Stated goal
Find the line containing "the building in". Retype it and every line after it through the end of the entries, exactly as written, with nothing added.

Given information
_____

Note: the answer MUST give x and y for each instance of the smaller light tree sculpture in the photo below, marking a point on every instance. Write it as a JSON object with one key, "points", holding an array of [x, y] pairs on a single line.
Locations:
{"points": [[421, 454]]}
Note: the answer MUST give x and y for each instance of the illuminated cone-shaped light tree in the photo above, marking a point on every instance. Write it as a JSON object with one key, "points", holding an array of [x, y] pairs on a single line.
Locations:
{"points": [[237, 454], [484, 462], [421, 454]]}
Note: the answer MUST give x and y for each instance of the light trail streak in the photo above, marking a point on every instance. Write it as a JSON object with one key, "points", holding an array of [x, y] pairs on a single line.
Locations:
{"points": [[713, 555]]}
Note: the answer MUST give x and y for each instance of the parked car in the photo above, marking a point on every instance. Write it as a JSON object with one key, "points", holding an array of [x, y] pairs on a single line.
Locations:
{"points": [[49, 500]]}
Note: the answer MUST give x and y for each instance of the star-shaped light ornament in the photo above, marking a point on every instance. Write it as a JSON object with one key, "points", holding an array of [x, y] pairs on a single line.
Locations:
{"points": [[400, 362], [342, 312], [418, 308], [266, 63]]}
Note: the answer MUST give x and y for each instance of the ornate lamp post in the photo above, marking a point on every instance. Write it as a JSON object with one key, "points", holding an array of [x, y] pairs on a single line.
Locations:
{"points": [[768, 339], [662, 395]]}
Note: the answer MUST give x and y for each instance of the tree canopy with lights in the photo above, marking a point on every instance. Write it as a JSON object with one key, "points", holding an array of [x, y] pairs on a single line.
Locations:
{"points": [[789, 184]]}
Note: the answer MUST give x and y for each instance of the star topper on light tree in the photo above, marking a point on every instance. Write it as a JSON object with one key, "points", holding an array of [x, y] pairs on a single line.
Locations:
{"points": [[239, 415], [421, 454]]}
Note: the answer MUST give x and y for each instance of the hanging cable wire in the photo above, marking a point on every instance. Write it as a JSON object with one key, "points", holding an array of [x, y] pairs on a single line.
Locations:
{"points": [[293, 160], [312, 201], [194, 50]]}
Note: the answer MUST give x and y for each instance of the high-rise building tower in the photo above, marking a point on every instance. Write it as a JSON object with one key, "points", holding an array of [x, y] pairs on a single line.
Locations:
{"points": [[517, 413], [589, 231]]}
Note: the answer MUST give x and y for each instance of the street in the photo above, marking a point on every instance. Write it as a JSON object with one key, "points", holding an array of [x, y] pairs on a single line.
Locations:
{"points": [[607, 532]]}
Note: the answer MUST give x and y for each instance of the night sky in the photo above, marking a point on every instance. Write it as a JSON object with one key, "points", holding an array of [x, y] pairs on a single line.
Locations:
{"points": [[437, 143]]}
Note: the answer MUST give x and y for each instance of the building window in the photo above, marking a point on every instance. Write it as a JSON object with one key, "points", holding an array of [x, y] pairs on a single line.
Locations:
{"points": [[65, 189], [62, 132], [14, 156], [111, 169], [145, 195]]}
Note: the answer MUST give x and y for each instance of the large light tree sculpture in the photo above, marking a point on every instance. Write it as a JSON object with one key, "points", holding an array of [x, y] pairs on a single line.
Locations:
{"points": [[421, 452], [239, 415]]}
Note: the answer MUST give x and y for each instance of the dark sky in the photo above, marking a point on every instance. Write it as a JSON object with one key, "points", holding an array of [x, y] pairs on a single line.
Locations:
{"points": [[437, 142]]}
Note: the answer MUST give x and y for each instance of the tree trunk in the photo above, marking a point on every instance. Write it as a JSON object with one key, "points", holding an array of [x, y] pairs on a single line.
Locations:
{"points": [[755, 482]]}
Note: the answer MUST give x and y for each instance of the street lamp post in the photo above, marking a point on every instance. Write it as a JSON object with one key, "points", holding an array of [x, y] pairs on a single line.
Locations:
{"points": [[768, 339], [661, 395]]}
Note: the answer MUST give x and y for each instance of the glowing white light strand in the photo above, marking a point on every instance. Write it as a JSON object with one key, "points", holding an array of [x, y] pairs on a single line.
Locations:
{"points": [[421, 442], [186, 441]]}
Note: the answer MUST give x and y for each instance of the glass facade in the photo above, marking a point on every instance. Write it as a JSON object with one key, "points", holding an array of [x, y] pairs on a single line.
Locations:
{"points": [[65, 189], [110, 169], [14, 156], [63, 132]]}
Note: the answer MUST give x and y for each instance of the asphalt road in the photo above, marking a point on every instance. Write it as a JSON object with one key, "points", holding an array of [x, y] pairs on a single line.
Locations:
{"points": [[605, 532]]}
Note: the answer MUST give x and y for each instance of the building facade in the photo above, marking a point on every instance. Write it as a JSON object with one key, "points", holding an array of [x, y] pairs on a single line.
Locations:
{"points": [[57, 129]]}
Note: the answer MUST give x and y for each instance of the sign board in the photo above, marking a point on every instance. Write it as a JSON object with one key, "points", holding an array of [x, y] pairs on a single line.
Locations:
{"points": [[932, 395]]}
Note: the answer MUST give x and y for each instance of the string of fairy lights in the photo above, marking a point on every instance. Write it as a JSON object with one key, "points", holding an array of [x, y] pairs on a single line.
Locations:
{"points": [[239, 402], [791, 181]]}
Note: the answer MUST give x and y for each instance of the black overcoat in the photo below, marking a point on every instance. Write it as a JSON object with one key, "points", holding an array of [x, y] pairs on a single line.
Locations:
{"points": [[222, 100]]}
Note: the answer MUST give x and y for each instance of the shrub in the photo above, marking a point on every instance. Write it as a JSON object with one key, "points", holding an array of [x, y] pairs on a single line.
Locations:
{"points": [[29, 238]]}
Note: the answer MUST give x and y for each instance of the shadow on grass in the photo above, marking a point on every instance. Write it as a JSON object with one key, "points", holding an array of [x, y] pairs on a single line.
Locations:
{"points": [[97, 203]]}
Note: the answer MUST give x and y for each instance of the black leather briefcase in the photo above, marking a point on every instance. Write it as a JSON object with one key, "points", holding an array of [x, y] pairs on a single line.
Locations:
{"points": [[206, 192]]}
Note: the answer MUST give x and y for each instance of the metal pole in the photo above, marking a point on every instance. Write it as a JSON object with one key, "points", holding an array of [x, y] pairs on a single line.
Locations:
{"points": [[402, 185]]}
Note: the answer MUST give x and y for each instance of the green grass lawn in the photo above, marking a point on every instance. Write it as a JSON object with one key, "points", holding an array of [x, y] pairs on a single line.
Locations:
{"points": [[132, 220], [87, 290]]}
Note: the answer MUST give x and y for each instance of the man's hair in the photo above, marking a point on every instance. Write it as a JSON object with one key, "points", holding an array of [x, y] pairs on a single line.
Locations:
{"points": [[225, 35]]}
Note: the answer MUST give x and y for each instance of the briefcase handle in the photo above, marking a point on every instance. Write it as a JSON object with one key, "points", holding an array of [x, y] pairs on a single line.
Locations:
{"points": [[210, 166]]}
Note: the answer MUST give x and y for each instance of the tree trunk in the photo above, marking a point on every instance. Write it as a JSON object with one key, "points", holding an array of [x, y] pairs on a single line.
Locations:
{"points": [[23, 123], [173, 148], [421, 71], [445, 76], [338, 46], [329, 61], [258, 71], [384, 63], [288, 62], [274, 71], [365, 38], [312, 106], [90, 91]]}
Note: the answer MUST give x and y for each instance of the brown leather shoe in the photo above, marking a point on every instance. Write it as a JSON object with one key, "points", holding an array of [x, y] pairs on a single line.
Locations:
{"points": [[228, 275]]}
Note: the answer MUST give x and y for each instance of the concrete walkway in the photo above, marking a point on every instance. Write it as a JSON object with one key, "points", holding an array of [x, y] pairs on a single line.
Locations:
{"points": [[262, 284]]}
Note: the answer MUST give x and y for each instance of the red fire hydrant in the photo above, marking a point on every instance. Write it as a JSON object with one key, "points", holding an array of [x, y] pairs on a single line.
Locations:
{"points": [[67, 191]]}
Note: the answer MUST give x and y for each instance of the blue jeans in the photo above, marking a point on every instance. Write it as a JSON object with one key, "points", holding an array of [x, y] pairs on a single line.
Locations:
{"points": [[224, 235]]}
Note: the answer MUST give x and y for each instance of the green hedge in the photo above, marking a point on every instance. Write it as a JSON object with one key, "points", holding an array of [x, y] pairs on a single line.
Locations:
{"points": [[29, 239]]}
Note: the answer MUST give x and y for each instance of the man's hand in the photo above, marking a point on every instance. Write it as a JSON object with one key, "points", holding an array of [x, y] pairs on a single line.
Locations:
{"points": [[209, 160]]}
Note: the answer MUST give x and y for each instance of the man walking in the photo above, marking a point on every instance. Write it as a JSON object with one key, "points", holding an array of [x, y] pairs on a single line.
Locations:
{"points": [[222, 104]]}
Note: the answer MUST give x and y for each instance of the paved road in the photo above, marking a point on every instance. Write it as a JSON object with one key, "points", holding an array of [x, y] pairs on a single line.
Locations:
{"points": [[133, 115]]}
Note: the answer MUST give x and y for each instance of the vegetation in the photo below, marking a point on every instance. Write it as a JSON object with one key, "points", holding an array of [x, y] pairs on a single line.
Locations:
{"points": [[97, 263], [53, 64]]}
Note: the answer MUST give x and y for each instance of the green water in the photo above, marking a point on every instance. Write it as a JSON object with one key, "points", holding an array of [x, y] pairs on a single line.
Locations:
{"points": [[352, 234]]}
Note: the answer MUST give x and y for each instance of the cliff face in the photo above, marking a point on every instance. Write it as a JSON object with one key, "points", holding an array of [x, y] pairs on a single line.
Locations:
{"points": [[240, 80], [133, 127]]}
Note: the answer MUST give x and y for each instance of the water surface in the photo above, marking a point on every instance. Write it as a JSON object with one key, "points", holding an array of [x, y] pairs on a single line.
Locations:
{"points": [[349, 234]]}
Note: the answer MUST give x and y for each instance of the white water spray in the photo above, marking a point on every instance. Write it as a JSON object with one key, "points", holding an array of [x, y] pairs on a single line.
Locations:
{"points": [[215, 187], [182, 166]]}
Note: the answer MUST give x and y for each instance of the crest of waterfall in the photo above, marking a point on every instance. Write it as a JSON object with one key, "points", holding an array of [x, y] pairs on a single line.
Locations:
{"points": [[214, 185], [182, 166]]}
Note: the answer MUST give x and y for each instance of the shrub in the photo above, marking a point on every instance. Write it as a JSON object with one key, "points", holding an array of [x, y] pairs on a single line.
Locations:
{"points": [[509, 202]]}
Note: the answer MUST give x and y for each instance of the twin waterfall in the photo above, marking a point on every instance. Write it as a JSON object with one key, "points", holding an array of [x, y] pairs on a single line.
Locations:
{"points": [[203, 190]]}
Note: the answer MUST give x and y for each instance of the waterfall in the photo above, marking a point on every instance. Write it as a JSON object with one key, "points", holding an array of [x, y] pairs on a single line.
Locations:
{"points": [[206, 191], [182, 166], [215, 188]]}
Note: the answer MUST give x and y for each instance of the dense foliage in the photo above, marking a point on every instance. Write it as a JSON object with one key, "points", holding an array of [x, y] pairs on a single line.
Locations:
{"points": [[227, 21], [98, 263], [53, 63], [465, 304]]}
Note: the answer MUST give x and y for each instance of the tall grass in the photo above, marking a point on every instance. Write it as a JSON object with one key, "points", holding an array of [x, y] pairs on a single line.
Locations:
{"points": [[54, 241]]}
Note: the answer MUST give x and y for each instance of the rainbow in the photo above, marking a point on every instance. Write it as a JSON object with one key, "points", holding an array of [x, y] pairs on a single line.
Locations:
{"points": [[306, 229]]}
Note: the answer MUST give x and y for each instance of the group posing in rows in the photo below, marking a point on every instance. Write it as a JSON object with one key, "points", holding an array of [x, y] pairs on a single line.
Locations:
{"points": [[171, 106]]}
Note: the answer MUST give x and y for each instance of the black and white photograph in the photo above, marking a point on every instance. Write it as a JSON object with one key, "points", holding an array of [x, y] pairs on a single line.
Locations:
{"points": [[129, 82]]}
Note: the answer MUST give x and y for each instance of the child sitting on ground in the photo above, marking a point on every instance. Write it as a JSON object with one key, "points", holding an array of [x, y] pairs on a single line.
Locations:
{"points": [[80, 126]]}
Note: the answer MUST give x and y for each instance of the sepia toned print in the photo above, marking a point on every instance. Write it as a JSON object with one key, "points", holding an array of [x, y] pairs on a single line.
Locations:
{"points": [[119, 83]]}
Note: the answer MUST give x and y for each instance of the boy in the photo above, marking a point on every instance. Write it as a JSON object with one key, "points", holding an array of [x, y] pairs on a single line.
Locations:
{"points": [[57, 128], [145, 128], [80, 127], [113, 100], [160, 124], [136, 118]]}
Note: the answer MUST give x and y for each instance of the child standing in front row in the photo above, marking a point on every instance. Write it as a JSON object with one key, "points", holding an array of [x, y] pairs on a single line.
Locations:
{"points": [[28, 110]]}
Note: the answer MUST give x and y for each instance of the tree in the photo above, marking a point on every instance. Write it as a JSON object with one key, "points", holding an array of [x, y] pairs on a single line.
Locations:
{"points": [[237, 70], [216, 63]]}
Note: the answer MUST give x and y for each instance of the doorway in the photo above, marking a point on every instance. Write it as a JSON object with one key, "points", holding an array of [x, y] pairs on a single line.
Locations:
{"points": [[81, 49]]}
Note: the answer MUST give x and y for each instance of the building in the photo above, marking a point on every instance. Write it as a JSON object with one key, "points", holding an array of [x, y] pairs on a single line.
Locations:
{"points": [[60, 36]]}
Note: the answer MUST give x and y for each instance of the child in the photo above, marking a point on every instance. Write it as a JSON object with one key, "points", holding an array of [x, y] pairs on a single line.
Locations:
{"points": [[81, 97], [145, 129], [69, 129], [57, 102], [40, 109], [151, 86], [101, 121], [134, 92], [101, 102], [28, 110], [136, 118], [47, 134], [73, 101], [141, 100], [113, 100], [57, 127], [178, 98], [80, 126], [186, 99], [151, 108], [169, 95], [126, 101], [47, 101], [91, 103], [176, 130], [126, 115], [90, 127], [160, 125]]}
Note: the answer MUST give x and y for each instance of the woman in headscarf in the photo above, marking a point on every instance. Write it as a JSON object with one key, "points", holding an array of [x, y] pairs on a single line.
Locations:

_____

Response below
Note: the answer MUST give x and y for each instance of the building in the photo above, marking a point on every instance. Write it as a JSON object with one key, "points", holding an array of [x, y] pairs on a single line.
Locations:
{"points": [[60, 36]]}
Note: the answer MUST give x and y for each instance of the child in the photo above, marking a point on every instance. Write it as a JSON object with one key, "points", holding an array of [x, y] pairs on a single line.
Locations:
{"points": [[81, 97], [145, 129], [69, 129], [57, 102], [40, 109], [151, 86], [101, 121], [134, 92], [101, 102], [28, 110], [136, 118], [47, 134], [73, 101], [141, 100], [113, 100], [57, 127], [178, 98], [80, 126], [186, 99], [151, 108], [169, 95], [126, 101], [47, 101], [91, 103], [176, 130], [126, 115], [90, 127], [160, 125]]}
Note: the answer MUST give x and y for each instance of the woman in headscarf in the photo above, marking a point on every instance. Write it as a JSON object with one key, "points", holding an array of [x, y] pairs on a single line.
Locations:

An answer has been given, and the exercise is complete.